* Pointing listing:
- - - -
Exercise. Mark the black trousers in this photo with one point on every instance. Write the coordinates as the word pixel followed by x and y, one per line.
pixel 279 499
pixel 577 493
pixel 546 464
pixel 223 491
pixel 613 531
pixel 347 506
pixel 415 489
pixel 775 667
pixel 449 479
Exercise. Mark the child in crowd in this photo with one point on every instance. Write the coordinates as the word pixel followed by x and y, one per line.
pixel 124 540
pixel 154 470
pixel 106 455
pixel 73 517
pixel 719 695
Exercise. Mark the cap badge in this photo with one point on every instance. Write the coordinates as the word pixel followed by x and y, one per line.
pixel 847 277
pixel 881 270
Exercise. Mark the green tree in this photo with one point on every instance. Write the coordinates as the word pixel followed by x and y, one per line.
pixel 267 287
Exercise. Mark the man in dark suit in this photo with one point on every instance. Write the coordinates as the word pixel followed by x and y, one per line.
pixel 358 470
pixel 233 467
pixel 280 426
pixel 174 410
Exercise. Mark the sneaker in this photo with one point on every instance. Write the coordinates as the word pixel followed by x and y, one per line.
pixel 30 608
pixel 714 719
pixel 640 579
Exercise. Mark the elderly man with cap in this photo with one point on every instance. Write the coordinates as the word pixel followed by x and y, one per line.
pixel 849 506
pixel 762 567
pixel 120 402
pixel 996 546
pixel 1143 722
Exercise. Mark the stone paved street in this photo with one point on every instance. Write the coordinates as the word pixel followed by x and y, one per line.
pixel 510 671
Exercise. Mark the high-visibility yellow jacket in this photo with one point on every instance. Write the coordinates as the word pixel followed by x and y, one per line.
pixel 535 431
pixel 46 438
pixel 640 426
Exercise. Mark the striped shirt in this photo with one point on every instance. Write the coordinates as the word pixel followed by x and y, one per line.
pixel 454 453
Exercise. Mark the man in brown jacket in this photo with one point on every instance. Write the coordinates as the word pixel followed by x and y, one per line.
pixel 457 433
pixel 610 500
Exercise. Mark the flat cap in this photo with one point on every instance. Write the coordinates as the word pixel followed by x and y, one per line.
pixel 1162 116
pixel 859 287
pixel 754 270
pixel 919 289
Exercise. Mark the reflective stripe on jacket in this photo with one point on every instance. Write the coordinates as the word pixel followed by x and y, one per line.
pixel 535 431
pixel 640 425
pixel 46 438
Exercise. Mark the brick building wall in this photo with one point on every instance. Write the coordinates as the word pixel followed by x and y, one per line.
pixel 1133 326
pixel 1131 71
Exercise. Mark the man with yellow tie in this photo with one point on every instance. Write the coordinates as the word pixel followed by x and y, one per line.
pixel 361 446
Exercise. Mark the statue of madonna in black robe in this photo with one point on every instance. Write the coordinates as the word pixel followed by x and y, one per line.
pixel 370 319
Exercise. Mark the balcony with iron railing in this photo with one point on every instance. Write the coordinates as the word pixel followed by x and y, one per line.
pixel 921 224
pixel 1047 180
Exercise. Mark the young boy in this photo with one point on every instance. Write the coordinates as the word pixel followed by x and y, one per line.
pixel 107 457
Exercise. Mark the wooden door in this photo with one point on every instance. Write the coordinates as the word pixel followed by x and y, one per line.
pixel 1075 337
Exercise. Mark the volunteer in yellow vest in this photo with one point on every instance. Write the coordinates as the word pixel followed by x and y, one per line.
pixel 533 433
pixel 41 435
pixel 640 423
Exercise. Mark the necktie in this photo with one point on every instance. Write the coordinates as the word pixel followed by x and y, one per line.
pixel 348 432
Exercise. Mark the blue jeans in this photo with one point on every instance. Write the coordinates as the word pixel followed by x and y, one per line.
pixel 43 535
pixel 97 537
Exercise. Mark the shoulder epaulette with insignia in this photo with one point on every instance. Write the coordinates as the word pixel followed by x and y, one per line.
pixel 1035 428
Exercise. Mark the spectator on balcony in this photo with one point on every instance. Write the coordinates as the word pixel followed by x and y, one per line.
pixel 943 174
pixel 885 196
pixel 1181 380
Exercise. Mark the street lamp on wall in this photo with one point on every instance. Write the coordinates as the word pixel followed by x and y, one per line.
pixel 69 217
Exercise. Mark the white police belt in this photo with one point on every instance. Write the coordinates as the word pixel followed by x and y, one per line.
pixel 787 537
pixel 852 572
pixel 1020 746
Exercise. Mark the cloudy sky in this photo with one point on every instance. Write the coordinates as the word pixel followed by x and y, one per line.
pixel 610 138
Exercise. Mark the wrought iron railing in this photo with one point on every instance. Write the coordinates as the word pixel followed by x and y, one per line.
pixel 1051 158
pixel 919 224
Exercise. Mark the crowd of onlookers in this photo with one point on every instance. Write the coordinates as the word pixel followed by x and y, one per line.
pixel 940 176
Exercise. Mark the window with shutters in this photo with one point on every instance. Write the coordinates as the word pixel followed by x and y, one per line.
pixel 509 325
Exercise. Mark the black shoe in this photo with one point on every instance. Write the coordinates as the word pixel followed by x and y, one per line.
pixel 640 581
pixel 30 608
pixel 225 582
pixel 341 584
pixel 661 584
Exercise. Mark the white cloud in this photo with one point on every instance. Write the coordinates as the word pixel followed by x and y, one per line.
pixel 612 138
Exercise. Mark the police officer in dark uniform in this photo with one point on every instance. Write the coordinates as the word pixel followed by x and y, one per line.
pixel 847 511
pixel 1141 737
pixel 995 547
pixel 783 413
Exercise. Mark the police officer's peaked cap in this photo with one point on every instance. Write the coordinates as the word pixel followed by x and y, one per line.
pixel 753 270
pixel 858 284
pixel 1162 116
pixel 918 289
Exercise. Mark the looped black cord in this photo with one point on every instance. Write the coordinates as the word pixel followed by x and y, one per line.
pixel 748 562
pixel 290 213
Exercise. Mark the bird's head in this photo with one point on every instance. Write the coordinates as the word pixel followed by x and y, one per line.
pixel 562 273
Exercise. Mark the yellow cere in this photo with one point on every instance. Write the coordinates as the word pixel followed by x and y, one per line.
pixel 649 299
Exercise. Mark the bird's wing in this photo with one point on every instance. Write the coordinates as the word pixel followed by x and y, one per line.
- - - -
* Task brief:
Write out unchanged the part of the listing above that begins with its first line and ends with the line containing "pixel 719 695". Include both of those lines.

* Answer to the problem:
Exercise. Mark the black trousers in this photo with one point on every instance. Write the coordinates as the word pixel followed by x and y, one per line.
pixel 279 499
pixel 577 493
pixel 546 464
pixel 223 491
pixel 613 531
pixel 347 506
pixel 415 489
pixel 775 667
pixel 449 479
Exercise. Mark the child in crowd in this photo with one point on every instance. Write the coordinates as the word pixel followed by x and y, one per line.
pixel 124 540
pixel 154 470
pixel 106 455
pixel 73 517
pixel 719 695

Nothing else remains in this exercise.